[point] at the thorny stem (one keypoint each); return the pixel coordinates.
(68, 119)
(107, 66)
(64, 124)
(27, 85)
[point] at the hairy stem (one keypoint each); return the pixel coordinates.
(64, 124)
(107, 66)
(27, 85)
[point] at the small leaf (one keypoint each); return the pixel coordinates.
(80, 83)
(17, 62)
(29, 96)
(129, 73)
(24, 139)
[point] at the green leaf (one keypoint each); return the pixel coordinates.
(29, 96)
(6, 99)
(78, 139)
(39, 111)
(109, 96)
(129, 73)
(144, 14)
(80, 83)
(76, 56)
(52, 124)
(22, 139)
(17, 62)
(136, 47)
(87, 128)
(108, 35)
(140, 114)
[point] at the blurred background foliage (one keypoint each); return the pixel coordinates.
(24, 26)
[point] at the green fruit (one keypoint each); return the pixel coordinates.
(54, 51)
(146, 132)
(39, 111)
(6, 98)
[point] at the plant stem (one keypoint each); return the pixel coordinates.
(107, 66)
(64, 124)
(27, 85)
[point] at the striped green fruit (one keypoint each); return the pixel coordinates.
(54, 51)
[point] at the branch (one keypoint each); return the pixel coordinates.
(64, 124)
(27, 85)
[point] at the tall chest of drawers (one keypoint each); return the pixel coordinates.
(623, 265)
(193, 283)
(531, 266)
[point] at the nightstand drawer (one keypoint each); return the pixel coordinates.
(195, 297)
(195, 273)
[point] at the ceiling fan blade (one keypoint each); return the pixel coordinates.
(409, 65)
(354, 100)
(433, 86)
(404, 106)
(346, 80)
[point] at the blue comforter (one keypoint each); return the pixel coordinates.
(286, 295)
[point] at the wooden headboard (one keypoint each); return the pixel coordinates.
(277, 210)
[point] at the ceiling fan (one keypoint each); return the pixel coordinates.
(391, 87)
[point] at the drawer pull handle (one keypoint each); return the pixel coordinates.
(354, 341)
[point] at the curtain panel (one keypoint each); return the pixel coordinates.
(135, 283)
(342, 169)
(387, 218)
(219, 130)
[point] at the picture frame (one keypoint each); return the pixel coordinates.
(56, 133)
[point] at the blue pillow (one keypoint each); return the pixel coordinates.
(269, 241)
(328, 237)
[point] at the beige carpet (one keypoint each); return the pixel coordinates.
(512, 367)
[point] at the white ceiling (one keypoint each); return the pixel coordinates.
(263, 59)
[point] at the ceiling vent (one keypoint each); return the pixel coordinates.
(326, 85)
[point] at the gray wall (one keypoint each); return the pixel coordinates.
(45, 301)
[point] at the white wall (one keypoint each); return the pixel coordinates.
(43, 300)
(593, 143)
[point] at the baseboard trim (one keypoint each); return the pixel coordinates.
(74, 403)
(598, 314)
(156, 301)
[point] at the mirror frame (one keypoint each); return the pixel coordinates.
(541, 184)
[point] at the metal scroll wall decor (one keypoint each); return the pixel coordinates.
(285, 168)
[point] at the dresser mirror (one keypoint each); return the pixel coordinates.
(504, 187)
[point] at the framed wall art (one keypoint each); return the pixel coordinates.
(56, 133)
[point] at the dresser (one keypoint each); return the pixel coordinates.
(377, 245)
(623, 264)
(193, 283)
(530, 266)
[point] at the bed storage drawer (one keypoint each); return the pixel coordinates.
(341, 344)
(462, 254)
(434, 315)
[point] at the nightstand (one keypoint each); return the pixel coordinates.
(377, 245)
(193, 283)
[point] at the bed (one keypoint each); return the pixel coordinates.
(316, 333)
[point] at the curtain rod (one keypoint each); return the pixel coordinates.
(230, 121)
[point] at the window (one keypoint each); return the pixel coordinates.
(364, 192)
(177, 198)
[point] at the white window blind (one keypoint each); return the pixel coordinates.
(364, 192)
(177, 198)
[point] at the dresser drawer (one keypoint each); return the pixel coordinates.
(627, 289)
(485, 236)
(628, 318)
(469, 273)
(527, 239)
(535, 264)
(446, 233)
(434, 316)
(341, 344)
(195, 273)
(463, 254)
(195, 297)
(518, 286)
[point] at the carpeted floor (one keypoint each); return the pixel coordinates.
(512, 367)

------------------------

Take each line of the listing above and set it down again exactly.

**RESULT FOR THIS TASK**
[point] at the thorny stem (one keypoint each); return the pixel coordinates.
(68, 119)
(107, 66)
(64, 124)
(27, 85)
[point] at the hairy stem (one keypoint each); return the pixel coordinates.
(64, 124)
(107, 66)
(27, 85)
[point] at the small leaf (one keypoint each); return the pixel coordinates.
(80, 83)
(17, 62)
(29, 96)
(129, 73)
(24, 139)
[point] at the green leaf (one keypoint each); return the pixel coordinates.
(29, 96)
(6, 99)
(78, 139)
(39, 111)
(109, 96)
(129, 73)
(144, 14)
(80, 83)
(76, 56)
(52, 124)
(22, 139)
(17, 62)
(136, 47)
(87, 128)
(108, 35)
(140, 114)
[point] at the blurred background foliage (one keypoint each); return the pixel coordinates.
(24, 26)
[point] at the green fruit (one keypoint each); return the pixel coordinates.
(54, 51)
(146, 132)
(39, 111)
(6, 98)
[point] at the plant stem (one keypoint each); return the pixel coordinates.
(107, 66)
(64, 124)
(27, 85)
[point] at the striped green fruit (one keypoint each); return the pixel coordinates.
(54, 51)
[point] at the branch (one keypoint each); return the pixel coordinates.
(64, 124)
(27, 85)
[point] at the tall chest of drawers (one keypoint each); return the pixel coordinates.
(623, 265)
(193, 283)
(531, 266)
[point] at the nightstand drawer (one keypoint each); return the pixel coordinates.
(195, 297)
(195, 273)
[point] at the ceiling fan blade (one keypoint each); return the pixel coordinates.
(409, 65)
(354, 100)
(433, 86)
(404, 106)
(346, 80)
[point] at the blue comforter (one keypoint each); return the pixel coordinates.
(286, 295)
[point] at the wooden headboard (one keypoint each); return the pixel coordinates.
(277, 210)
[point] at the ceiling fan (one keypoint each); return the pixel coordinates.
(391, 87)
[point] at the drawer pull handle (one keypoint each); return the pixel coordinates.
(354, 341)
[point] at the curtain panel (one keypoint each); return the pixel coordinates.
(135, 283)
(342, 169)
(387, 218)
(219, 130)
[point] at the picture frame (one keypoint each); return the pixel coordinates.
(56, 133)
[point] at the blue pillow (one keypoint each); return the pixel coordinates.
(269, 241)
(328, 237)
[point] at the beige carpet (one keypoint each); return the pixel coordinates.
(512, 367)
[point] at the white ceiling (one keypoint each); return the pixel coordinates.
(263, 59)
[point] at the ceiling vent (one keypoint each); return the pixel coordinates.
(326, 85)
[point] at the gray wall (one keypoint each); return the pixel coordinates.
(45, 301)
[point] at the white wall (one keypoint each); return the pixel coordinates.
(43, 300)
(593, 143)
[point] at the baseboard trim (one keypoint each); return the pixel coordinates.
(74, 403)
(598, 314)
(156, 301)
[point] at the mirror frame (one keypoint each); return the pixel coordinates.
(541, 184)
[point] at the metal scroll wall decor (one keypoint each); return the pixel coordinates.
(285, 168)
[point] at the dresser mirror (one keypoint each); return the pixel coordinates.
(504, 187)
[point] at the framed wall art (one keypoint each); return the pixel coordinates.
(56, 133)
[point] at the dresser (one keypoint each); return the pixel coordinates.
(377, 245)
(623, 264)
(193, 283)
(530, 266)
[point] at the bed storage drawer (one keypoint each); return the pixel coordinates.
(341, 344)
(462, 254)
(434, 315)
[point] at the nightstand (one keypoint each); return the pixel coordinates.
(377, 245)
(193, 283)
[point] at the bed (one keypoint each); return the pixel coordinates.
(316, 333)
[point] at the curtain rod (one keypoint each); return the pixel coordinates.
(230, 121)
[point] at the window (one keypoint each); return the pixel coordinates.
(364, 192)
(177, 198)
[point] at the white window blind (one keypoint each); return the pixel coordinates.
(364, 192)
(177, 198)
[point] at the dresser drawer (one keypoint each); return the pixel coordinates.
(627, 289)
(485, 236)
(628, 318)
(469, 273)
(527, 239)
(535, 264)
(446, 233)
(434, 316)
(341, 344)
(195, 273)
(463, 254)
(195, 297)
(518, 286)
[point] at the carpeted floor (one keypoint each); return the pixel coordinates.
(512, 367)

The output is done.